> OBJETO DE LA TAREA: Transcriba literalmente, de la columna sobre las contraseñas y el mundo informatizado, el tramo que va desde «Leo libros y» hasta «para seguir viviendo.».

> FRAGMENTO DE TEXTO:
- - - -

Por Julio Fajardo Sánchez
martes 12 de agosto de 2025, 17:35h

Voy a contratar a un joven informático para que me ayude a caminar por este mundo endiablado de las contraseñas, que me hace sentir como el agrimensor K a las afueras del castillo de Kafka. Kafka tampoco me sirve. Está pasado de moda, como todo aquello que intenta resumir la realidad del mundo a través de una novela, por ejemplo.

Leo libros y noticias, artículos y tesis, y cada vez me convenzo más de que no existe ningún humano que sea capaz de explicarme el mundo en el que vivo. Se habla de los efectos de la pandemia, pero todavía no se ha hecho un estudio para establecer cuáles son. Nadie sabe lo que pasa: qué son los bitcoins, cómo funciona la IA, en qué términos hay que emplear la escalada diplomática para acabar con las guerras, cómo se compagina el buenismo con los perversos intereses económicos, en qué consistieron las tres tardes que empleó Jordi Sevilla para poner al día en economía a Zapatero. Todas estas preguntas tengo pendientes de contestar y llego a la conclusión de que no me son necesarias para seguir viviendo.

La vida no es algo tan misterioso a menos que nos empeñemos en complicarla. Pienso que lo mejor es no obsesionarse, porque siempre nos conducirá a interpretar a la muerte como un cierre. Por eso deseamos tanto saber cuánto vamos a durar, cuál es nuestra esperanza, cómo vamos a estar de salud de ahora en adelante.

Jáuregui entrevista a un médico que dice que el secreto de la longevidad consiste en beber agua, hacer ejercicio y protestar. Quiere decir que la protesta es un síntoma de no pasividad y uno de los factores que nos destruye con mayor fuerza es el conformismo. Quizá por eso escribo, a pesar de que los practicantes del edadismo dicen que qué pinto en todo esto, que por qué opino si no es mi tiempo, si en el fondo no sé nada de lo que sucede a mi alrededor. Hasta cierto punto tienen razón. Un doctorado o un par de másteres les hacen sentirse superiores. El problema es que casi siempre esos títulos son de hojalata y no sirven más que para acreditar lo que aquí, muy gráficamente, se denomina la falta de ignorancia.

Confieso, cómo decía al principio, que no me desenvuelvo bien en este mundo informatizado. Uso el Word de mi PC aunque a veces me traicione ese corrector que presume de sabérselo todo, pero las cuentas del banco, las suscripciones y hasta las compras por Amazon me resultan tediosas, cuando, por mi bien y seguridad, se dedican a chequearme para comprobar si soy yo de verdad y no un robot que pretende suplantarme. Para liberarme de esta maraña que me aprisiona escribo de vez en cuando sobre los recuerdos de un mundo que antes no era tan complicado, y me asombro de poder cabalgar en dos ambientes tan contradictorios. Luego reflexiono y reconozco que son la misma cosa, desde el punto que el que los identifica es la misma persona: yo mismo.

Me tropiezo con jóvenes para los que mis rememoraciones son curiosidades históricas dignas de ser coleccionadas, archivadas y clasificadas, siguiendo un procedimiento arqueológico. No se dan cuenta de que lo que ellos viven ahora será obsoleto mañana y alguien vendrá a comerse las hierbas que arrojaron, como en el sabio de La vida es sueño. Calderón no ha pasado de moda. Lo que tampoco pasa de moda es la estupidez humana. Anoche, entrando a casa, vi a dos matrimonios, con sendos perros, que se estaban despidiendo. Las mujeres se dirigían a los animales diciéndoles: “dile adiós”, como si fueran niños que estaban aprendiendo a hablar. Quizá algún día lo hagan y nos den una lección. Lo más probable es que dijeran: “Hemos estado callados tanto tiempo por temor a decir tonterías”.

- - - -

> MATERIAL EXTRAÍDO:
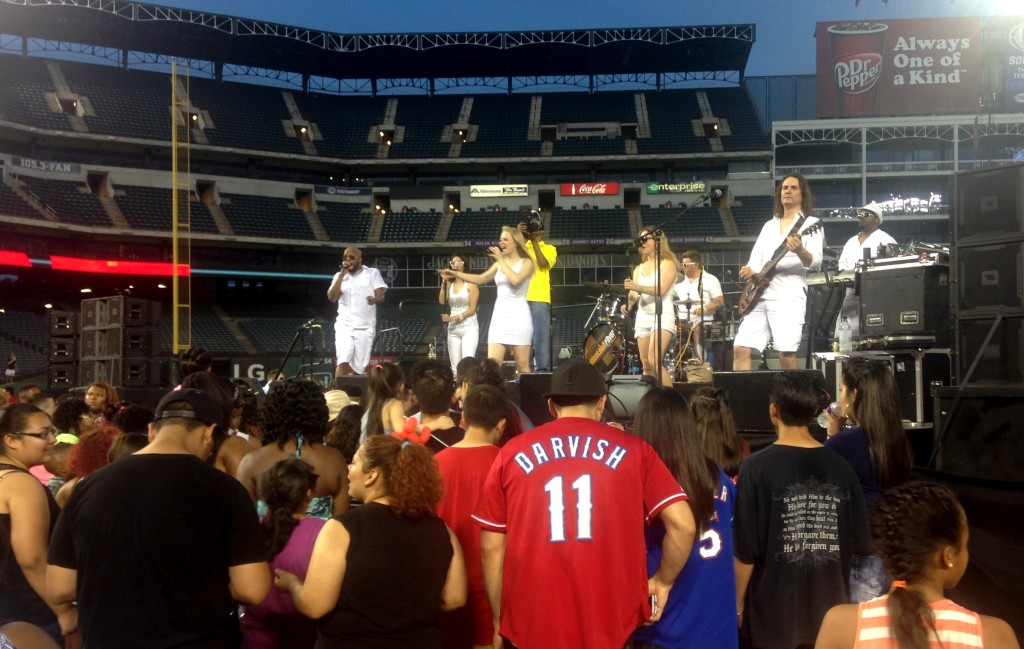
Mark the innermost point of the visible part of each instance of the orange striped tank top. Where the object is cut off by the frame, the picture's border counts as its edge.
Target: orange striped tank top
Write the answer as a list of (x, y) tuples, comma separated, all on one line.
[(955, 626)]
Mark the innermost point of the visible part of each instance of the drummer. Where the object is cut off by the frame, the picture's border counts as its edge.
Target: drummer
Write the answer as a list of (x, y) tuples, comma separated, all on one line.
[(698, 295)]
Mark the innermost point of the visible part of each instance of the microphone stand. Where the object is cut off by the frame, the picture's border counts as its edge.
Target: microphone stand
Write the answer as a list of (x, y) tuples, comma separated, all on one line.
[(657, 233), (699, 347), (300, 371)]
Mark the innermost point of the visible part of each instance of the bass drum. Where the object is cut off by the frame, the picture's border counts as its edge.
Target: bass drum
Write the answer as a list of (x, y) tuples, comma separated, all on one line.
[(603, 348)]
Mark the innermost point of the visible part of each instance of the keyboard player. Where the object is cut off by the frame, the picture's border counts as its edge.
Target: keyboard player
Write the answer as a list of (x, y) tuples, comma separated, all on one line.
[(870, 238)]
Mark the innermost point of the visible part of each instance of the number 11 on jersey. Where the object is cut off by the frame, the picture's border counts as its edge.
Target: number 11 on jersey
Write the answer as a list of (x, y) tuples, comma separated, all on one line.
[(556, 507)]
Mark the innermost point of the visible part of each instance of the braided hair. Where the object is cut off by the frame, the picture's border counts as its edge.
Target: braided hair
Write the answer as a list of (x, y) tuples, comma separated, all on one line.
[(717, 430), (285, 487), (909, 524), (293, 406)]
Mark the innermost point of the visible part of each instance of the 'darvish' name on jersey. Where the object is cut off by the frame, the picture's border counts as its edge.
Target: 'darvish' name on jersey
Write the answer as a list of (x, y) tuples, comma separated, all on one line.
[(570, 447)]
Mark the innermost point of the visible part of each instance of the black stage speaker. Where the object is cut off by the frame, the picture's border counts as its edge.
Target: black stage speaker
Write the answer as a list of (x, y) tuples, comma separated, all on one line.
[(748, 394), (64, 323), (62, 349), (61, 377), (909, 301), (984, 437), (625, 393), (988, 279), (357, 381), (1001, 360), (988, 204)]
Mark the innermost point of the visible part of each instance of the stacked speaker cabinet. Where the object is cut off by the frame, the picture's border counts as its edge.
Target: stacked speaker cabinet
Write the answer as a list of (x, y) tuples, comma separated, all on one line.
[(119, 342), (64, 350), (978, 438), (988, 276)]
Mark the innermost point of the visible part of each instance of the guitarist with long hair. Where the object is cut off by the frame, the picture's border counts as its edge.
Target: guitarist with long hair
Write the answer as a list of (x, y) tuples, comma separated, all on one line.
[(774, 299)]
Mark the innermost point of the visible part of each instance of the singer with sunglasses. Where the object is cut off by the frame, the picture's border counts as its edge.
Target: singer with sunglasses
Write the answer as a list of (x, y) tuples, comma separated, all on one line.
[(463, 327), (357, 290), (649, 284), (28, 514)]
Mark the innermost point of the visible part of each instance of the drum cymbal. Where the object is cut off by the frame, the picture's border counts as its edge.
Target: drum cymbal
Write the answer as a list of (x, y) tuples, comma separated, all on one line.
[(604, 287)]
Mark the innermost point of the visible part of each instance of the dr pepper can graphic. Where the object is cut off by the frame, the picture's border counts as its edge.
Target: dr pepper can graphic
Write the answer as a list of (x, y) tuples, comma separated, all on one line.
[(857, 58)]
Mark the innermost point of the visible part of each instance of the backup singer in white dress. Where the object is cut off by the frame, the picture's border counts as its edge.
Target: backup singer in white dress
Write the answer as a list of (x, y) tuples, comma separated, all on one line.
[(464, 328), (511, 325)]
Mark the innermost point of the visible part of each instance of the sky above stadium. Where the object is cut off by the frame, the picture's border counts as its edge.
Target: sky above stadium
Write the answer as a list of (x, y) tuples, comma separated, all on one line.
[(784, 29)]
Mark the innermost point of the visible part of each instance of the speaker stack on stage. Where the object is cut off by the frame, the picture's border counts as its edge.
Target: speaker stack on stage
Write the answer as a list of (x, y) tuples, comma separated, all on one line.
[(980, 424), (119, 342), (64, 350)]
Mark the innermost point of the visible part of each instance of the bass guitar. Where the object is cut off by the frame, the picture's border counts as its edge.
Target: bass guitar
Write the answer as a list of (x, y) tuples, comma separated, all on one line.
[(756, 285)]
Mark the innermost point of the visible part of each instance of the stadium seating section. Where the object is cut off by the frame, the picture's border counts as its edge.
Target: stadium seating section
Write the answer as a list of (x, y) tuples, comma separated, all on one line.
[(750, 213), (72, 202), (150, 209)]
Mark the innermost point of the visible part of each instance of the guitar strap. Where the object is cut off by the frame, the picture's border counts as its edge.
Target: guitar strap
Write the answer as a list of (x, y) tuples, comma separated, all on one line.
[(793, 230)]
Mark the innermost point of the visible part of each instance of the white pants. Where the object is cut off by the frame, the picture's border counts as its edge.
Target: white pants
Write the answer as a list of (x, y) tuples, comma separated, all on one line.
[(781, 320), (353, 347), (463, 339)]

- - - -

> ESPACIO DE RESPUESTA:
Leo libros y noticias, artículos y tesis, y cada vez me convenzo más de que no existe ningún humano que sea capaz de explicarme el mundo en el que vivo. Se habla de los efectos de la pandemia, pero todavía no se ha hecho un estudio para establecer cuáles son. Nadie sabe lo que pasa: qué son los bitcoins, cómo funciona la IA, en qué términos hay que emplear la escalada diplomática para acabar con las guerras, cómo se compagina el buenismo con los perversos intereses económicos, en qué consistieron las tres tardes que empleó Jordi Sevilla para poner al día en economía a Zapatero. Todas estas preguntas tengo pendientes de contestar y llego a la conclusión de que no me son necesarias para seguir viviendo.